FACE TO FACE
September 10th - October 31st, 2015
Opening Reception:
6-8pm, September 10th, 2015
Ethan Cohen New York is delighted to announce FACE TO FACE, a group exhibition that presents a visual dialogue of the portrait genre. An opening reception will take place on Thursday, September 10, from 6-8pm.
The portrait genre, perhaps the most universal form of expression in art, serves as a highly revealing window onto cultures, how they see themselves, how they see others, and how others see them. As the battlefronts of multiculturalism challenge our frontiers, both internal and external, the face and its depiction offers us a divergent language of perception that we can all share. In “Face To Face” Ethan Cohen New York explores the genre, drawing on African, Chinese and Western contemporary art to illustrate cultural commonalities and polarities. Through African masks, through portraits by renowned Western and Asian contemporary artists, the show compares disparate ways of seeing both across and within art historical legacies. The face that looks out at us, the way we interpret that look and the way we look back all goes to the heart of how a culture sees the world.
Like the sonnet, the portrait is a unitary form with traditions and conventions so palpable as to make deviations instantly understood, and even interpreted as being intellectual statements. Hence the genre and its permutations often serve as comments on the internal changes in a single esthetic tradition. In early Western modernism, the introduction of African masks to the mental iconography of artists such as Picasso and Brâncuși changed both their perceptual process and the history of Western art itself. But African masks are hardly a monolithic genre and the examples in the show illustrate the diversity within their broad tradition up to the present day when their influence can be felt in the fantastical canvases of Aboudia and the deconstructed weapons sculptures of Mabunda. Out of the usually comfortable topography of a face the artists craft a nightmare laughter of the kind they inherit from masks and witness on the streets. In contrast, we see in the powerful self-portrait by Yuan Yunsheng, the finest standards of the western academic tradition absorbed cross-culturally and expressed by a renowned Chinese artist.

Dataset extract

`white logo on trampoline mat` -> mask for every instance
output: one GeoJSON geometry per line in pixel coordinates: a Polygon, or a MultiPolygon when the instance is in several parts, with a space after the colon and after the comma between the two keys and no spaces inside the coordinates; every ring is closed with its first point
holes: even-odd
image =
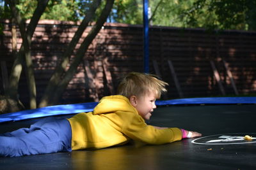
{"type": "Polygon", "coordinates": [[[255,136],[256,134],[237,133],[212,135],[195,139],[191,143],[201,145],[234,145],[256,143],[256,138],[252,137],[252,140],[248,141],[244,139],[245,135],[255,136]]]}
{"type": "MultiPolygon", "coordinates": [[[[214,143],[214,142],[227,142],[227,141],[244,141],[244,136],[225,136],[222,135],[219,137],[219,138],[222,138],[221,139],[215,139],[207,141],[206,143],[214,143]]],[[[252,139],[256,139],[256,138],[252,138],[252,139]]]]}

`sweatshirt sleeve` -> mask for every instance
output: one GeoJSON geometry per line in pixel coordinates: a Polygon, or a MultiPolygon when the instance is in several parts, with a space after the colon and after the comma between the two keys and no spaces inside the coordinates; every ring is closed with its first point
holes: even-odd
{"type": "Polygon", "coordinates": [[[138,115],[127,113],[122,116],[125,117],[123,120],[125,120],[122,125],[122,132],[133,140],[150,145],[161,145],[182,139],[181,131],[179,128],[158,129],[147,125],[138,115]]]}

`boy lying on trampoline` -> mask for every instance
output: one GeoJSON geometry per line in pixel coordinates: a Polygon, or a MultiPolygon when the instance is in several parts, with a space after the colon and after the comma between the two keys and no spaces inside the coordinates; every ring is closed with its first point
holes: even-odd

Short exercise
Please copy the exhibition announcement again, beginning at "The portrait genre, perhaps" and stopping after "sees the world.", and swap "window" for "lens".

Result
The portrait genre, perhaps the most universal form of expression in art, serves as a highly revealing lens onto cultures, how they see themselves, how they see others, and how others see them. As the battlefronts of multiculturalism challenge our frontiers, both internal and external, the face and its depiction offers us a divergent language of perception that we can all share. In “Face To Face” Ethan Cohen New York explores the genre, drawing on African, Chinese and Western contemporary art to illustrate cultural commonalities and polarities. Through African masks, through portraits by renowned Western and Asian contemporary artists, the show compares disparate ways of seeing both across and within art historical legacies. The face that looks out at us, the way we interpret that look and the way we look back all goes to the heart of how a culture sees the world.